TASK DETAILS:
Without changing anything, reproduce every record below.

[Opening PROVIDED MATERIAL section]

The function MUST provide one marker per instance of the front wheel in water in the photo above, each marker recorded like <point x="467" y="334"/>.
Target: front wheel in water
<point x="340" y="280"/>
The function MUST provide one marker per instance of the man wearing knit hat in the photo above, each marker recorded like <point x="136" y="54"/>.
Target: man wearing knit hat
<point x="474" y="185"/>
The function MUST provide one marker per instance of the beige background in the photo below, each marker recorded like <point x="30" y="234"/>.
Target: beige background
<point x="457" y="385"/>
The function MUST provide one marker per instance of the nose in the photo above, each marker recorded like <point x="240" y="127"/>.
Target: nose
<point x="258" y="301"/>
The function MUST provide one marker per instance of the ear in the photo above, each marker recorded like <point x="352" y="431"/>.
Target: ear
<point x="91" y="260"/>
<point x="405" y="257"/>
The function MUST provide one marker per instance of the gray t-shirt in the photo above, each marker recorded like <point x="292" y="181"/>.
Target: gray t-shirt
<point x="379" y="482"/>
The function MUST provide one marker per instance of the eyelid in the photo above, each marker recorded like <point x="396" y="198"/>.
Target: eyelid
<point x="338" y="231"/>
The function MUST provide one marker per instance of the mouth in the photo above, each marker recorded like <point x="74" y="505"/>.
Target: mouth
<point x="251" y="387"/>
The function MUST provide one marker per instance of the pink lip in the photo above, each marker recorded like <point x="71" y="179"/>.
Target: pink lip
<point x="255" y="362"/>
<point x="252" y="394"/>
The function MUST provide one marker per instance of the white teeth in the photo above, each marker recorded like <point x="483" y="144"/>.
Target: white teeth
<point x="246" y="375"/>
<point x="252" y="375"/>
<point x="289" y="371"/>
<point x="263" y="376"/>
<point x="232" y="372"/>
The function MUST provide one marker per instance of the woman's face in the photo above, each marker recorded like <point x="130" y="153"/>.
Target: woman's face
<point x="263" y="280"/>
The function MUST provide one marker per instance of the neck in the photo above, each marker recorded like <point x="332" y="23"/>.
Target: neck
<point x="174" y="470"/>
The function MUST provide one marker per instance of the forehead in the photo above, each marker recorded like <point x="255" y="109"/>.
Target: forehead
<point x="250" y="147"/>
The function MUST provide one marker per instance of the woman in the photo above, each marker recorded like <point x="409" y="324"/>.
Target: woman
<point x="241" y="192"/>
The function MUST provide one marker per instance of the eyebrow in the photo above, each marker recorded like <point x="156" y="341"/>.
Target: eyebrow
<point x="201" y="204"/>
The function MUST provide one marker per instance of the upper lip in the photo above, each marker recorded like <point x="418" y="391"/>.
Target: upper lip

[Closing PROVIDED MATERIAL section]

SOLVED PROBLEM:
The function MUST provide one marker per instance of the front wheel in water in the photo above, each marker recorded like <point x="467" y="334"/>.
Target: front wheel in water
<point x="340" y="280"/>
The function MUST provide one marker per instance of the man wearing knit hat in the photo above, each marker recorded like <point x="136" y="54"/>.
Target: man wearing knit hat
<point x="474" y="185"/>
The function MUST provide one marker per instance of the beige background in the photo below, each marker recorded like <point x="30" y="234"/>.
Target: beige background
<point x="457" y="385"/>
The function MUST provide one marker per instance of the nose in the photo above, each marker recorded like <point x="240" y="127"/>.
Target: nose
<point x="258" y="301"/>
The function MUST provide one marker per instance of the ear in the photo above, each marker recorded like <point x="352" y="431"/>.
Target: ear
<point x="91" y="260"/>
<point x="405" y="257"/>
The function MUST provide one marker per instance of the gray t-shirt in the photo above, each marker recorded like <point x="292" y="181"/>.
Target: gray t-shirt
<point x="379" y="482"/>
The function MUST provide one marker per instance of the eyelid in the photo above, each marker recorded like <point x="396" y="198"/>.
Target: eyelid
<point x="338" y="231"/>
The function MUST provide one marker per instance of the mouth in the photo above, each marker recorded like <point x="74" y="505"/>.
Target: mouth
<point x="251" y="387"/>
The function MUST provide one marker per instance of the pink lip in the photo above, each marker recorded like <point x="71" y="179"/>.
Target: pink lip
<point x="255" y="362"/>
<point x="252" y="394"/>
The function MUST provide one marker per instance of the white teeth in the photo above, each marker recorded like <point x="483" y="144"/>.
Target: white teeth
<point x="246" y="375"/>
<point x="252" y="375"/>
<point x="289" y="371"/>
<point x="263" y="376"/>
<point x="232" y="372"/>
The function MUST provide one marker per instance of the woman's face in the photo above, each marker recorded like <point x="130" y="153"/>.
Target: woman's face
<point x="263" y="280"/>
The function MUST provide one marker per instance of the neck in the photo above, each marker recorded like <point x="332" y="23"/>.
Target: neck
<point x="174" y="470"/>
The function MUST provide one marker per instance of the forehead in the photo above, each marker recorded like <point x="255" y="109"/>.
Target: forehead
<point x="250" y="147"/>
The function MUST provide one marker per instance of the woman in the photo above, each marker recorded like <point x="409" y="324"/>.
Target: woman
<point x="241" y="192"/>
The function MUST provide one marker per instance of the eyebrow in the photo above, each marker recorded like <point x="156" y="341"/>.
Target: eyebrow
<point x="201" y="204"/>
The function MUST provide one marker per instance of the upper lip in the photo above, each marker recorded like <point x="418" y="391"/>.
Target: upper lip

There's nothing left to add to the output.